- _Written request_: Reproduce verbatim the lines from the one containing "TARGET: path" through the end of the records, including both ends. Omit the pictures from your answer.

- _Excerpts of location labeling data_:
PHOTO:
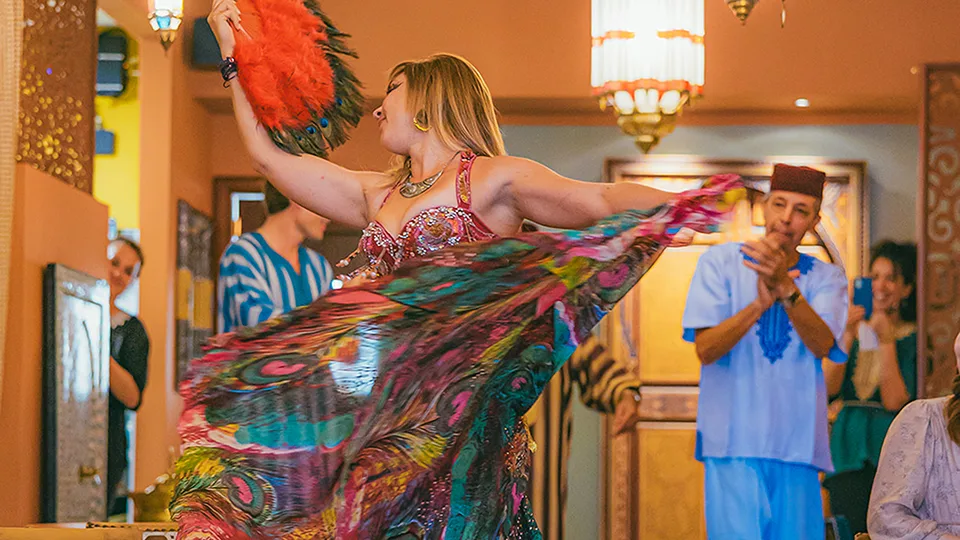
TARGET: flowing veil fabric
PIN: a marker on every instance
(392, 409)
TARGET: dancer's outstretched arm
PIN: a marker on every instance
(539, 194)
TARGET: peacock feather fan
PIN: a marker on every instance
(291, 65)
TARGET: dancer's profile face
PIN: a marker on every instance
(397, 130)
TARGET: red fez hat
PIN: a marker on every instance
(798, 180)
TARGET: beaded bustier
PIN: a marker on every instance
(430, 230)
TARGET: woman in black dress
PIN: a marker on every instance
(129, 347)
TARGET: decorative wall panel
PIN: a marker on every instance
(195, 288)
(11, 34)
(76, 384)
(57, 79)
(939, 212)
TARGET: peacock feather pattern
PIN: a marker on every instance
(393, 409)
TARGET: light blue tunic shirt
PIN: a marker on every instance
(256, 283)
(766, 398)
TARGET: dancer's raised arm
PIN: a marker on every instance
(337, 193)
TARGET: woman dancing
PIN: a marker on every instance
(393, 407)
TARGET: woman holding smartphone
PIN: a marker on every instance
(877, 381)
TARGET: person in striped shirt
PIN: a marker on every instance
(269, 271)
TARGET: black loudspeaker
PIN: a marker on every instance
(206, 52)
(111, 57)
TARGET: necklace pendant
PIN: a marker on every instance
(410, 189)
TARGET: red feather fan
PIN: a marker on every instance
(282, 65)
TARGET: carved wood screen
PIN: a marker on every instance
(652, 488)
(939, 219)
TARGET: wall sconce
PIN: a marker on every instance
(165, 18)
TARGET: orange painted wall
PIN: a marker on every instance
(228, 156)
(52, 222)
(176, 168)
(156, 418)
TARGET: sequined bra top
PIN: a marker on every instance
(430, 230)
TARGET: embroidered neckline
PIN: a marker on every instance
(774, 328)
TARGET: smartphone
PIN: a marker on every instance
(863, 295)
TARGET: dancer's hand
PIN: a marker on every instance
(224, 17)
(683, 238)
(627, 414)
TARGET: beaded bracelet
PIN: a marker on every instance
(228, 70)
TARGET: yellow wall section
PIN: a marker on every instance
(116, 177)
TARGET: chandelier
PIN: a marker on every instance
(165, 18)
(647, 63)
(742, 8)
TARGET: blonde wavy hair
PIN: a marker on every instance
(451, 97)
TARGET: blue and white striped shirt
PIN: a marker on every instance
(256, 283)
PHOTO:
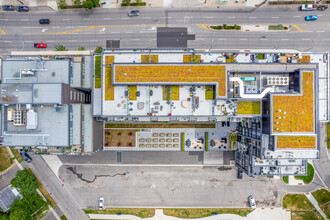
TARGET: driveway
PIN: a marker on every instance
(170, 186)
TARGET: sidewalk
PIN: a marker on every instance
(257, 214)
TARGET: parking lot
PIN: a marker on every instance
(167, 186)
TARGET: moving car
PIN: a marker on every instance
(311, 17)
(8, 8)
(44, 21)
(252, 202)
(101, 203)
(40, 45)
(239, 173)
(133, 13)
(25, 156)
(22, 8)
(307, 7)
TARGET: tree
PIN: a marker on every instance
(26, 181)
(62, 4)
(98, 49)
(60, 47)
(77, 3)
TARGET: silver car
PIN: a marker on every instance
(133, 13)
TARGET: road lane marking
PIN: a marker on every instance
(203, 26)
(298, 28)
(4, 33)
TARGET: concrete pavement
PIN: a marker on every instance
(257, 214)
(74, 28)
(62, 197)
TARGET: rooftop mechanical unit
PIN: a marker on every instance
(277, 81)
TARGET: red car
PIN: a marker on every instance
(40, 45)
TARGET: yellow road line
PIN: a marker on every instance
(93, 27)
(2, 32)
(298, 28)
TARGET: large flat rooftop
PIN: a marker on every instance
(295, 112)
(172, 74)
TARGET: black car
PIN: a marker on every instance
(44, 21)
(22, 8)
(239, 173)
(26, 157)
(8, 8)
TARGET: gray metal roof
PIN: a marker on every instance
(52, 129)
(50, 71)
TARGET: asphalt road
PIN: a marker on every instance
(172, 186)
(74, 28)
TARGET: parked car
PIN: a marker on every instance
(101, 203)
(239, 173)
(44, 21)
(22, 8)
(8, 8)
(133, 13)
(307, 7)
(252, 202)
(26, 157)
(311, 17)
(40, 45)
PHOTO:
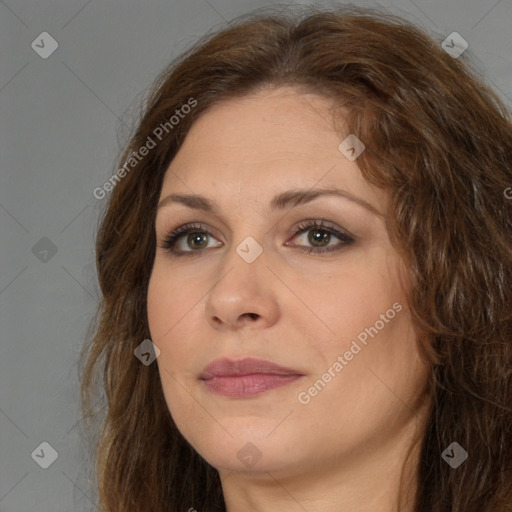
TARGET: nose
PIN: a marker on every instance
(244, 294)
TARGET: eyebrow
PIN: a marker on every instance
(281, 201)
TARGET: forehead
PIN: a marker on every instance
(263, 144)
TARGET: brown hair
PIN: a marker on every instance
(438, 139)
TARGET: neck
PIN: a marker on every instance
(381, 477)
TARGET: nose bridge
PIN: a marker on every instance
(241, 288)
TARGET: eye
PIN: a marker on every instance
(197, 238)
(320, 235)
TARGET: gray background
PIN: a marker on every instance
(63, 120)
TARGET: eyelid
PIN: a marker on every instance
(346, 238)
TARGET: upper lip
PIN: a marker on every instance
(227, 367)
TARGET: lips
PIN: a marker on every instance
(246, 377)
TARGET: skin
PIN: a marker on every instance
(347, 445)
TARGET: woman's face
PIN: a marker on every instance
(256, 279)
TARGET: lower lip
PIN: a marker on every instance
(243, 386)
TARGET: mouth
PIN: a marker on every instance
(247, 377)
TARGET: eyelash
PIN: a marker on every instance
(172, 238)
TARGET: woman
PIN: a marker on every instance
(306, 268)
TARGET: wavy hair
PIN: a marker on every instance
(438, 139)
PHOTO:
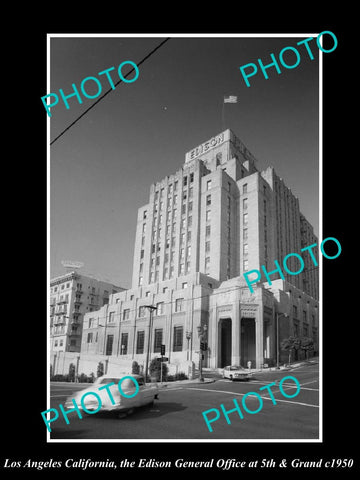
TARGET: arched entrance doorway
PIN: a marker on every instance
(248, 342)
(224, 342)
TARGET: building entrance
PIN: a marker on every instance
(248, 343)
(224, 342)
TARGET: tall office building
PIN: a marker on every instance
(204, 226)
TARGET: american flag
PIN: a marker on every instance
(230, 99)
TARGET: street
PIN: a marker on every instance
(178, 412)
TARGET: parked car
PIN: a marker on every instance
(121, 404)
(236, 372)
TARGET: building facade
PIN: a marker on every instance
(71, 296)
(206, 225)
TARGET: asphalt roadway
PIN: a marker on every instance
(177, 414)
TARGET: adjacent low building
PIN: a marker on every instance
(72, 296)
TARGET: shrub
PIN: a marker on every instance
(71, 372)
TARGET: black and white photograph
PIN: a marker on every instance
(176, 227)
(191, 248)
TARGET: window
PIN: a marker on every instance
(160, 308)
(207, 264)
(157, 340)
(124, 341)
(179, 305)
(140, 337)
(178, 339)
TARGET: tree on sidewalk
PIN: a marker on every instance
(290, 344)
(306, 345)
(155, 369)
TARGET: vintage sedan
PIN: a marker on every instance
(119, 394)
(236, 372)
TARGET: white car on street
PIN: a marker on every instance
(236, 372)
(120, 394)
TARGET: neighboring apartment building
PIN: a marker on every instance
(203, 227)
(71, 296)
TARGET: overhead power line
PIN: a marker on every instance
(110, 90)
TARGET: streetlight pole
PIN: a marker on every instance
(277, 337)
(151, 308)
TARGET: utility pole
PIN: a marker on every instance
(151, 308)
(277, 337)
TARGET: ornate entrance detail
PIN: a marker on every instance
(224, 342)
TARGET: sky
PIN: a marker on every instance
(102, 167)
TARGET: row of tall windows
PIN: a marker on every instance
(186, 207)
(157, 341)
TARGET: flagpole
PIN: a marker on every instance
(223, 113)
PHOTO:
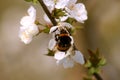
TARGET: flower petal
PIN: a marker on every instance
(49, 2)
(32, 29)
(26, 21)
(32, 12)
(26, 38)
(78, 57)
(59, 55)
(68, 63)
(47, 19)
(65, 24)
(52, 44)
(61, 4)
(52, 29)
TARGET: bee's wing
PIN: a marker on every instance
(78, 57)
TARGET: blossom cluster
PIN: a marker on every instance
(62, 43)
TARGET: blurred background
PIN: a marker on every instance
(28, 62)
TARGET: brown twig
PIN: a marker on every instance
(52, 19)
(54, 22)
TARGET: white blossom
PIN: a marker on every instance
(28, 27)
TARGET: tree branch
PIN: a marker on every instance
(52, 19)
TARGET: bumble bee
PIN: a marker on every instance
(63, 40)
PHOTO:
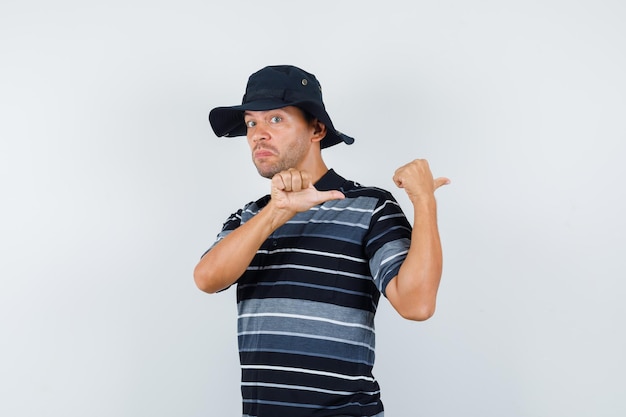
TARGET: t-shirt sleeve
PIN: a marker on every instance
(387, 241)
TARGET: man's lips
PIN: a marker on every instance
(263, 153)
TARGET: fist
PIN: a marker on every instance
(417, 180)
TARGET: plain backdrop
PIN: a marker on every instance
(112, 185)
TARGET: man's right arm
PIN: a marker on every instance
(228, 259)
(292, 192)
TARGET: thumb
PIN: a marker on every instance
(324, 196)
(438, 182)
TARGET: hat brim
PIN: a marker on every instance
(229, 121)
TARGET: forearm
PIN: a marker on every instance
(414, 290)
(229, 258)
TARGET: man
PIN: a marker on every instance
(311, 258)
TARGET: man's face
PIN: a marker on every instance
(279, 139)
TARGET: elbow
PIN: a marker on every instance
(418, 312)
(203, 281)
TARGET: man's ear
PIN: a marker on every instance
(319, 130)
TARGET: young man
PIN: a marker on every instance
(311, 258)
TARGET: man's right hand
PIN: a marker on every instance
(293, 191)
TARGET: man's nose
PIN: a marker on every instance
(260, 132)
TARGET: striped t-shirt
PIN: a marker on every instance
(307, 302)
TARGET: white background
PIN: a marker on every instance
(112, 186)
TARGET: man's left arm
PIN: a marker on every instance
(413, 292)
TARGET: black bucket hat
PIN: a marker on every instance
(275, 87)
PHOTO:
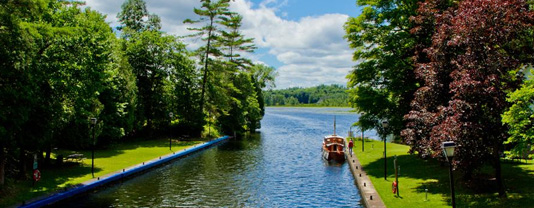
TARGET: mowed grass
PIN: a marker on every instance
(107, 161)
(417, 174)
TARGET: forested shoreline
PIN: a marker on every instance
(322, 95)
(447, 71)
(62, 65)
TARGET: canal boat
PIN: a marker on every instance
(334, 147)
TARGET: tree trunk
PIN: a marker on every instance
(205, 77)
(48, 153)
(498, 176)
(2, 165)
(22, 165)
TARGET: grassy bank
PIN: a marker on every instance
(106, 161)
(306, 106)
(416, 175)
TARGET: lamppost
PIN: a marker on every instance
(362, 114)
(93, 123)
(448, 151)
(170, 141)
(385, 124)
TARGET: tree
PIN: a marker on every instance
(152, 56)
(382, 83)
(49, 86)
(209, 14)
(475, 54)
(233, 41)
(133, 15)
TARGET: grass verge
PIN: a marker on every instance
(416, 175)
(106, 161)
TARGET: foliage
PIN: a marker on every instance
(473, 64)
(382, 83)
(135, 17)
(519, 118)
(209, 13)
(123, 155)
(322, 95)
(61, 64)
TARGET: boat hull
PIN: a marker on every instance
(333, 156)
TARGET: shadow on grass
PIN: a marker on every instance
(518, 179)
(50, 178)
(117, 149)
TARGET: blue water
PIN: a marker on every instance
(281, 166)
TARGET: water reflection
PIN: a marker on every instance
(279, 167)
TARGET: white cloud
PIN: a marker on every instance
(312, 50)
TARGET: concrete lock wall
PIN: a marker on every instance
(100, 181)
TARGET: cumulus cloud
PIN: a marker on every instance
(311, 51)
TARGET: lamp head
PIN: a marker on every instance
(448, 148)
(385, 123)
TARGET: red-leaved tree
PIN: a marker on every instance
(473, 61)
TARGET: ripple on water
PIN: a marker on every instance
(280, 167)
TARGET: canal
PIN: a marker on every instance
(281, 166)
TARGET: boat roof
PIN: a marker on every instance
(330, 144)
(333, 136)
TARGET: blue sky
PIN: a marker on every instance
(302, 39)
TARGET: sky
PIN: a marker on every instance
(302, 39)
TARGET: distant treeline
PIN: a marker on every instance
(322, 95)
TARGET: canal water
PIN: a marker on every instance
(281, 166)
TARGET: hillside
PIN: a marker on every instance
(322, 95)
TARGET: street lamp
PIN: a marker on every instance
(170, 142)
(448, 151)
(93, 123)
(362, 114)
(385, 124)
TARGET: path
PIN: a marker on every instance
(369, 194)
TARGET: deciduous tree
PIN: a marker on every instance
(475, 54)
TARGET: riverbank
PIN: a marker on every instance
(425, 183)
(106, 161)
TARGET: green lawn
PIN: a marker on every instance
(416, 175)
(106, 161)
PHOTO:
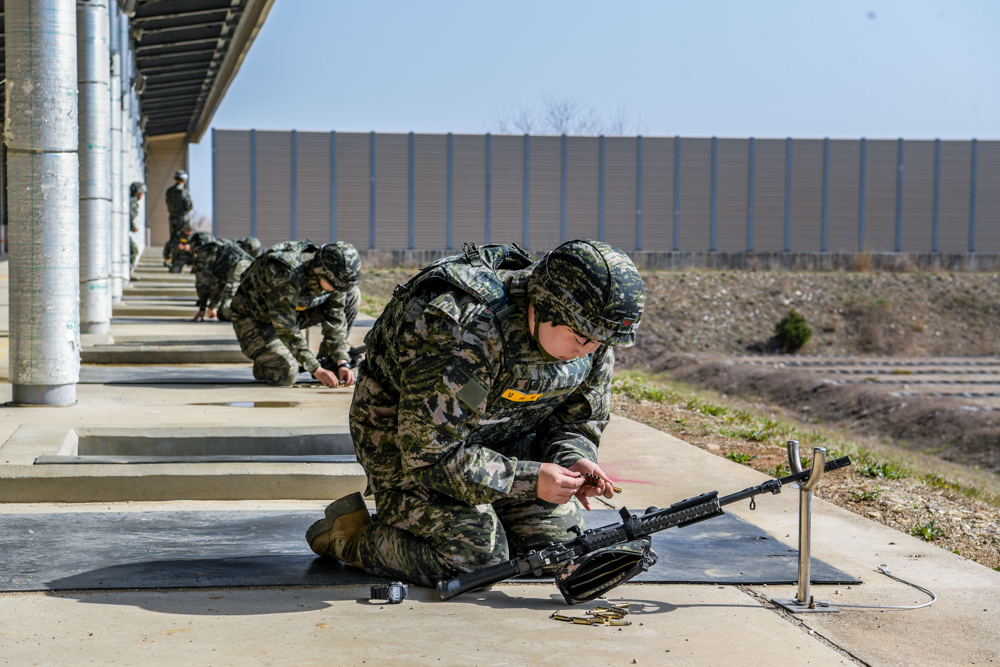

- _The answer_:
TARGET: path
PIN: a marker on every instance
(369, 194)
TARGET: deciduous tree
PIN: a marker on every instance
(475, 54)
TARGET: riverbank
PIN: a marker on every instance
(425, 183)
(106, 161)
TARGET: green lawn
PIN: a marker on every instance
(416, 175)
(106, 161)
PHOTO:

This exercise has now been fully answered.